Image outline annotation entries

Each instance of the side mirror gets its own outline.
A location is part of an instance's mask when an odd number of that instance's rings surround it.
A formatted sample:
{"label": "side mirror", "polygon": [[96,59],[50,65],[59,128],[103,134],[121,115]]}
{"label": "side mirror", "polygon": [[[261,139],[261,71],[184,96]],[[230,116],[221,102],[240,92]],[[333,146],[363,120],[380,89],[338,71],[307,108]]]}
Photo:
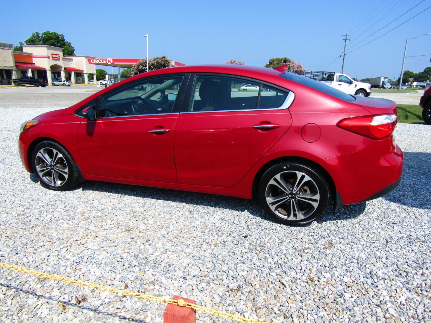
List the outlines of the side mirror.
{"label": "side mirror", "polygon": [[96,106],[91,106],[82,110],[82,115],[87,120],[96,119]]}

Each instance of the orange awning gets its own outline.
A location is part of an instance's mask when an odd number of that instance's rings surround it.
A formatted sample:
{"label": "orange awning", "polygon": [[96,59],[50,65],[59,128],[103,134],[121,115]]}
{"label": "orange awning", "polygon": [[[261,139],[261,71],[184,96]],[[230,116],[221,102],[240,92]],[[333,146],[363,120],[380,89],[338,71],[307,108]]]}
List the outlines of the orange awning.
{"label": "orange awning", "polygon": [[38,66],[31,64],[24,64],[23,63],[16,63],[15,66],[19,68],[31,68],[31,69],[46,69],[44,67]]}
{"label": "orange awning", "polygon": [[78,69],[78,68],[75,68],[74,67],[65,67],[65,71],[70,71],[74,72],[83,72],[83,69]]}

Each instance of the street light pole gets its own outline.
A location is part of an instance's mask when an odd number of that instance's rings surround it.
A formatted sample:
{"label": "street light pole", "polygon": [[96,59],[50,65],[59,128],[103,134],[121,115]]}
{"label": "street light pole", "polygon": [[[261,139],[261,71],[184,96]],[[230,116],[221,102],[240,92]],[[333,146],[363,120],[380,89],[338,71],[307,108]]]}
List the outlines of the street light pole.
{"label": "street light pole", "polygon": [[406,47],[404,48],[404,56],[403,57],[403,66],[401,66],[401,75],[400,77],[400,84],[398,84],[398,91],[400,91],[401,90],[401,85],[403,84],[403,73],[404,73],[404,63],[406,62],[406,54],[407,54],[407,44],[409,42],[409,40],[411,40],[412,39],[415,39],[418,37],[420,37],[421,36],[425,36],[425,35],[431,35],[431,34],[423,34],[422,35],[419,35],[419,36],[415,36],[414,37],[412,37],[411,38],[407,38],[406,40]]}
{"label": "street light pole", "polygon": [[148,34],[147,34],[144,37],[147,37],[147,71],[148,71]]}

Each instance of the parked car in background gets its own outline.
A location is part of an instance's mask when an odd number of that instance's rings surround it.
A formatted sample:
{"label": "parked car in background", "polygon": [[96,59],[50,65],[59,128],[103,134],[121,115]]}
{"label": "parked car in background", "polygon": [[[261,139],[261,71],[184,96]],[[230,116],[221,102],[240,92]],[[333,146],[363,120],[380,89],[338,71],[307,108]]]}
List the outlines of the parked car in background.
{"label": "parked car in background", "polygon": [[57,80],[56,81],[53,81],[52,84],[53,85],[62,85],[64,87],[69,87],[72,85],[72,82],[65,80]]}
{"label": "parked car in background", "polygon": [[422,110],[422,118],[426,124],[431,125],[431,83],[427,84],[424,94],[419,102]]}
{"label": "parked car in background", "polygon": [[240,87],[238,91],[259,91],[259,87],[251,84],[246,84]]}
{"label": "parked car in background", "polygon": [[[51,189],[87,180],[256,196],[292,225],[317,218],[330,194],[337,209],[394,189],[403,163],[395,102],[347,94],[287,67],[138,74],[24,122],[21,159]],[[232,91],[244,80],[266,90]]]}
{"label": "parked car in background", "polygon": [[354,81],[346,74],[320,71],[305,71],[301,75],[348,94],[359,96],[369,96],[371,94],[371,84]]}
{"label": "parked car in background", "polygon": [[15,86],[25,86],[33,85],[38,87],[40,86],[45,87],[48,84],[48,80],[42,78],[34,78],[32,76],[22,76],[19,78],[14,78],[12,80]]}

■ Goal ■
Find each line in the rows above that contains the string "mirror", matching case exactly, and copy those lines out in full.

■ In response ■
Each instance of the side mirror gets its own outline.
{"label": "side mirror", "polygon": [[96,59],[50,65],[59,128],[103,134],[121,115]]}
{"label": "side mirror", "polygon": [[[261,139],[261,71],[184,96]],[[230,116],[221,102],[240,92]],[[333,146],[363,120],[380,89],[338,71],[307,108]]]}
List the outlines of the side mirror.
{"label": "side mirror", "polygon": [[96,106],[91,106],[82,110],[82,115],[87,120],[96,119]]}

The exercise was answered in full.